● **INSTRUCTIONS FOR THE TASK**:
The response should be an exact copy of every record.

● **RECORDS TO USE**:
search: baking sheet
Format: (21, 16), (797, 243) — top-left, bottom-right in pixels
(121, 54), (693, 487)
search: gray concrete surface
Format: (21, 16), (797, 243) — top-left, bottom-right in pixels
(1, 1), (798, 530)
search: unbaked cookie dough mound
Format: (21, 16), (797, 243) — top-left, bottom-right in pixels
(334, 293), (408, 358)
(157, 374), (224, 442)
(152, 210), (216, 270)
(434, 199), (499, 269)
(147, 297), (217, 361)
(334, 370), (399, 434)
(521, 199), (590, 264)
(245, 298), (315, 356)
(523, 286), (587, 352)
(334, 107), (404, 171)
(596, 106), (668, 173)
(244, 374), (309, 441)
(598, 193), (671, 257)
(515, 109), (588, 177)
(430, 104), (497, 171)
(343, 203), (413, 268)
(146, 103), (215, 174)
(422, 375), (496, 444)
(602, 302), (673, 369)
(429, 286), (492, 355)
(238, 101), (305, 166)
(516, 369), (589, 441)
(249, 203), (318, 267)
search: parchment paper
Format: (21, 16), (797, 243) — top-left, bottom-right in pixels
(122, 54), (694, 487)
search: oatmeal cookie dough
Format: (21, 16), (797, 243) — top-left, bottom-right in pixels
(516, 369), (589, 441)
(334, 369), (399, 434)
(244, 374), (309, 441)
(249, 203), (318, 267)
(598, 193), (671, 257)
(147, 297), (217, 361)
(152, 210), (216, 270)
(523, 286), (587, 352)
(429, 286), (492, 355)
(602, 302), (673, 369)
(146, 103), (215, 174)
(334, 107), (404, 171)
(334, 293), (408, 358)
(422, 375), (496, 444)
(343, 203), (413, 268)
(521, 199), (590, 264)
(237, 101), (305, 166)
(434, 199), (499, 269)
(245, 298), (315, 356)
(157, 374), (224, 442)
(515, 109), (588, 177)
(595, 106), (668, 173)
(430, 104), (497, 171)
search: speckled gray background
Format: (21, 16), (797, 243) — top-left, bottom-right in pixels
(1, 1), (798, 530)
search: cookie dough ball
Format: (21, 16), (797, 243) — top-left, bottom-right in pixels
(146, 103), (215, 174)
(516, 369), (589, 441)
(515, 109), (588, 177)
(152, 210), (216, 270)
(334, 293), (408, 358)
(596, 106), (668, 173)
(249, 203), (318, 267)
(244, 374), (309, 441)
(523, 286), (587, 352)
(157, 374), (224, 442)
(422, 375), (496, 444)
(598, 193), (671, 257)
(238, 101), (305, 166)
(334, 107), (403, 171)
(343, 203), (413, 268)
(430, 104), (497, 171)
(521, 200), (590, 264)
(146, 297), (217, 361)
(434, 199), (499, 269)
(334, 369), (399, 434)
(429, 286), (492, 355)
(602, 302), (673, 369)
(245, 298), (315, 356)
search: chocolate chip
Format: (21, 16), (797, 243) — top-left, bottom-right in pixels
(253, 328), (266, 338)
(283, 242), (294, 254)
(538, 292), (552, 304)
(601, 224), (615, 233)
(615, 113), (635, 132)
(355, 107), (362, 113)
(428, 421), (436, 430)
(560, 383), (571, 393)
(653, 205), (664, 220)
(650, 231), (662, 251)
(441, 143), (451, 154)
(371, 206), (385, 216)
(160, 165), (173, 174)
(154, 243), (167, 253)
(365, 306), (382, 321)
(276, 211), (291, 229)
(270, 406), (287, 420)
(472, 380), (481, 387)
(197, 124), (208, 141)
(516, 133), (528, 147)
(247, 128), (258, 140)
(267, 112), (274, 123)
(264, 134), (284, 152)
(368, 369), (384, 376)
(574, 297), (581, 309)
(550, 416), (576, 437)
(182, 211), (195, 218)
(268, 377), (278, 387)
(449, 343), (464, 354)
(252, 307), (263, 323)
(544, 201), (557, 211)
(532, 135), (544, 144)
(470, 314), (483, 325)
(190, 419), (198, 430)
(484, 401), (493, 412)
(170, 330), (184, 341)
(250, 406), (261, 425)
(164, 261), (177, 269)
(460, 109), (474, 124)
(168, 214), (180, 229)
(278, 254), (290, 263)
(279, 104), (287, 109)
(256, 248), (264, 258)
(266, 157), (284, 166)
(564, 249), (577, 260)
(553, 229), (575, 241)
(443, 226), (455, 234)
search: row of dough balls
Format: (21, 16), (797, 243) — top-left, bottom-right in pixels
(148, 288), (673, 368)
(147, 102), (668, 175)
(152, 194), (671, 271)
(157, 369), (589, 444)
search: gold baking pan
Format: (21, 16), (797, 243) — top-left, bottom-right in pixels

● **RESPONSE TO THIS TASK**:
search: baking sheet
Format: (21, 16), (797, 243) — top-left, bottom-right in pixels
(121, 54), (693, 487)
search: gray concrete surface
Format: (21, 16), (797, 243) — top-left, bottom-right in pixels
(1, 1), (798, 530)
search: unbaked cookie dough mound
Format: (21, 16), (797, 243) — top-left, bottom-right in pixels
(334, 293), (408, 358)
(157, 374), (224, 442)
(152, 210), (216, 270)
(434, 199), (499, 269)
(147, 297), (217, 361)
(334, 370), (399, 434)
(521, 199), (590, 264)
(245, 298), (315, 356)
(523, 286), (587, 352)
(334, 107), (404, 171)
(596, 106), (668, 173)
(244, 374), (309, 441)
(598, 193), (671, 257)
(515, 109), (588, 177)
(430, 104), (497, 171)
(343, 203), (413, 268)
(146, 103), (215, 174)
(422, 375), (496, 444)
(602, 302), (673, 369)
(429, 286), (492, 355)
(238, 101), (305, 166)
(516, 369), (589, 441)
(249, 203), (318, 267)
search: parchment paper
Format: (21, 16), (797, 243) — top-left, bottom-right in pixels
(122, 54), (694, 487)
search: oatmeal cookie dough
Format: (21, 16), (797, 243) — top-left, bottom-right in pixels
(516, 369), (589, 441)
(334, 369), (399, 434)
(244, 374), (309, 441)
(249, 203), (318, 267)
(598, 193), (671, 257)
(147, 297), (217, 361)
(152, 210), (216, 270)
(523, 286), (587, 352)
(429, 286), (492, 355)
(602, 302), (673, 369)
(146, 103), (215, 174)
(334, 107), (404, 171)
(334, 293), (408, 358)
(422, 375), (496, 444)
(343, 203), (413, 268)
(521, 199), (590, 264)
(237, 101), (305, 166)
(434, 199), (499, 269)
(245, 298), (315, 356)
(157, 374), (224, 442)
(515, 109), (588, 177)
(595, 106), (668, 173)
(430, 104), (497, 171)
search: speckled gray background
Format: (21, 16), (797, 243) — top-left, bottom-right in pixels
(1, 1), (798, 530)
search: cookie dough ball
Format: (21, 16), (797, 243) — top-left, bottom-right in pixels
(146, 103), (215, 174)
(516, 369), (589, 441)
(515, 109), (588, 177)
(152, 210), (216, 270)
(334, 293), (408, 358)
(596, 106), (668, 173)
(249, 203), (318, 267)
(244, 374), (309, 441)
(523, 286), (587, 352)
(157, 374), (224, 442)
(422, 375), (496, 444)
(598, 193), (671, 257)
(238, 101), (305, 166)
(334, 107), (403, 171)
(343, 203), (413, 268)
(430, 104), (497, 171)
(521, 200), (590, 264)
(146, 297), (217, 361)
(434, 199), (499, 269)
(334, 369), (399, 434)
(429, 286), (492, 355)
(602, 302), (673, 369)
(245, 298), (315, 356)
search: chocolate chip
Format: (21, 16), (797, 243) — top-left, bottom-right in pixels
(253, 328), (266, 338)
(283, 242), (294, 254)
(538, 292), (552, 304)
(601, 224), (615, 233)
(615, 113), (635, 132)
(355, 107), (362, 113)
(428, 421), (436, 430)
(560, 383), (571, 393)
(653, 205), (664, 220)
(650, 231), (662, 251)
(441, 143), (451, 154)
(371, 206), (385, 216)
(160, 165), (173, 174)
(154, 243), (167, 253)
(365, 306), (382, 321)
(276, 211), (291, 229)
(270, 406), (287, 420)
(472, 380), (481, 387)
(197, 124), (208, 141)
(516, 133), (528, 147)
(247, 128), (258, 140)
(267, 112), (274, 123)
(264, 134), (284, 152)
(368, 369), (384, 376)
(574, 297), (581, 309)
(550, 416), (576, 437)
(182, 211), (195, 218)
(268, 377), (278, 387)
(449, 343), (464, 354)
(252, 307), (263, 323)
(544, 201), (557, 211)
(532, 135), (544, 144)
(470, 314), (483, 325)
(190, 419), (198, 430)
(484, 401), (493, 412)
(170, 330), (184, 341)
(250, 406), (261, 425)
(164, 261), (177, 269)
(460, 109), (474, 124)
(168, 214), (180, 229)
(278, 254), (290, 263)
(279, 104), (287, 109)
(256, 248), (264, 258)
(266, 157), (284, 166)
(564, 249), (577, 260)
(553, 229), (575, 241)
(443, 226), (455, 234)
search: row of dough balls
Format: (21, 16), (797, 243) — top-left, bottom-right in pixels
(148, 288), (673, 368)
(147, 102), (668, 175)
(152, 194), (671, 271)
(157, 369), (589, 444)
search: gold baking pan
Format: (21, 16), (797, 243) — top-left, bottom-right in pixels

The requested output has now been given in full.